**Point labeling records:**
##########

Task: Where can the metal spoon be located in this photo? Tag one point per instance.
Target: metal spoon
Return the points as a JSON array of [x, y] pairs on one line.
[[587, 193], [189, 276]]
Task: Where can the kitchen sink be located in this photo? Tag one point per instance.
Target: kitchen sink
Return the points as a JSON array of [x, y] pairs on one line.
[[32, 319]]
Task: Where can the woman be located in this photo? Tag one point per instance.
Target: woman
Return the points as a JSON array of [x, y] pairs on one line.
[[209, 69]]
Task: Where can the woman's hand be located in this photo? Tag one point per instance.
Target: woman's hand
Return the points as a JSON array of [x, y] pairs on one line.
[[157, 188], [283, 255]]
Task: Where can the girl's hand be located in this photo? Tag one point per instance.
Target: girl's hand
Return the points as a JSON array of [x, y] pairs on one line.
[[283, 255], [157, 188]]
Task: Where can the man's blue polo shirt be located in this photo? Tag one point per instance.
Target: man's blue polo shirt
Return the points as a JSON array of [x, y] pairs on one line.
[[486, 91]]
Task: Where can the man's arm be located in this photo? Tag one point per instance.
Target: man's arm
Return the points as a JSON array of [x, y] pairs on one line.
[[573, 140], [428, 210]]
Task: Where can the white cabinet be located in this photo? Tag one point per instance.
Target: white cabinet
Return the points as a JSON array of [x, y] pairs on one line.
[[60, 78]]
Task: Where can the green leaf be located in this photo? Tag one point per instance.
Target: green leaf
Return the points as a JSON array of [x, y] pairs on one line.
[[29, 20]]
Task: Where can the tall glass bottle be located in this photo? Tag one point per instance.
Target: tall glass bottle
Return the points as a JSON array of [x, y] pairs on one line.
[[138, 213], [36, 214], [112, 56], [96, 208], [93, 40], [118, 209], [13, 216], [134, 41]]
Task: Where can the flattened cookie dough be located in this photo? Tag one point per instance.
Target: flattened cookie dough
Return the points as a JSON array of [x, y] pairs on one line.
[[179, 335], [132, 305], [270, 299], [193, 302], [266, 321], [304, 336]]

##########

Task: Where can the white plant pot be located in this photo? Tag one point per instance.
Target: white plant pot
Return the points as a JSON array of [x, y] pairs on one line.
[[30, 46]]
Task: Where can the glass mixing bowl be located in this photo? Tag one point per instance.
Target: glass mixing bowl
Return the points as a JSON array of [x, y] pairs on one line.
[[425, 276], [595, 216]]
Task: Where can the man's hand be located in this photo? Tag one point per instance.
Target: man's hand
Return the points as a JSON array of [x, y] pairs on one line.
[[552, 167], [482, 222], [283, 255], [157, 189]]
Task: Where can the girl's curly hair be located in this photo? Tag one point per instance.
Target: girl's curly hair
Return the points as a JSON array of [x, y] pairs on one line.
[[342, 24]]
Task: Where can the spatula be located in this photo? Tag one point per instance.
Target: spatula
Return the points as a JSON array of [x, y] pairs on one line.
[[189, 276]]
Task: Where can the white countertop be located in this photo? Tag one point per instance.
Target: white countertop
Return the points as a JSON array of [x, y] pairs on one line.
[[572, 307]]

##########

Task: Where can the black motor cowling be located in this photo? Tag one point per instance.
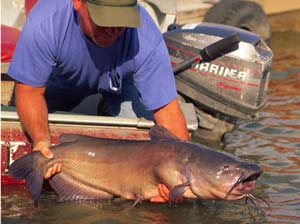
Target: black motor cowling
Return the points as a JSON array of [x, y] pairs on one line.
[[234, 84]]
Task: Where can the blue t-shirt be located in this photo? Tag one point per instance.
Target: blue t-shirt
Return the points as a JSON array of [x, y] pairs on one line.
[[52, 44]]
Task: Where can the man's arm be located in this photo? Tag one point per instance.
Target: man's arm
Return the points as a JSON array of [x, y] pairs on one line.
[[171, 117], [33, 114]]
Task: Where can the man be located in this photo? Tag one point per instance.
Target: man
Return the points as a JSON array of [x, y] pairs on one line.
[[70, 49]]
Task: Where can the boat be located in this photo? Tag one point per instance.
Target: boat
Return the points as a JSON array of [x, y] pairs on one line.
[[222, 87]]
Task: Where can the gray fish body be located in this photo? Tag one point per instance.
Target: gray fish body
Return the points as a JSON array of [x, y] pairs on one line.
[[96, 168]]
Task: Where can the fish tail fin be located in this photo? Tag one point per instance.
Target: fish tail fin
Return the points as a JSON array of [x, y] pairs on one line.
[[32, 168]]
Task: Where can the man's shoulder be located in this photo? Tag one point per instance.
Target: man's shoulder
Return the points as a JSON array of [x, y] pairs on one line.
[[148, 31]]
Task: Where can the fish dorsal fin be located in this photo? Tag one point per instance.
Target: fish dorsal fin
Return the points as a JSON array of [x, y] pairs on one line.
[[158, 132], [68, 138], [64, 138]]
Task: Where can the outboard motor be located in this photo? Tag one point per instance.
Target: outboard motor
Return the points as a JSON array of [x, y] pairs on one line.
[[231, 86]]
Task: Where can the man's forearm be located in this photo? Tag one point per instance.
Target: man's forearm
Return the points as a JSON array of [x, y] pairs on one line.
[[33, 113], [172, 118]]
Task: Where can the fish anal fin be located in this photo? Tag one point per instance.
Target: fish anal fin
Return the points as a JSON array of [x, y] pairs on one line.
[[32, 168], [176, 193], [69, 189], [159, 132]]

##########

**Work required:** Repeat word for word every line from the one containing "Task: Where can the metal" through the one containing "[[32, 319]]", including both of those lines.

**Exercise output:**
Task: Where can the metal spoon be located in this photo? Tag one point per instance.
Target: metal spoon
Return the points as a JSON array of [x, y] pairs on one line.
[[587, 193], [189, 276]]
Task: Where can the kitchen sink be located in this photo? Tag one point per instance.
Target: kitchen sink
Return the points as a JSON array of [x, y] pairs on one line.
[[32, 319]]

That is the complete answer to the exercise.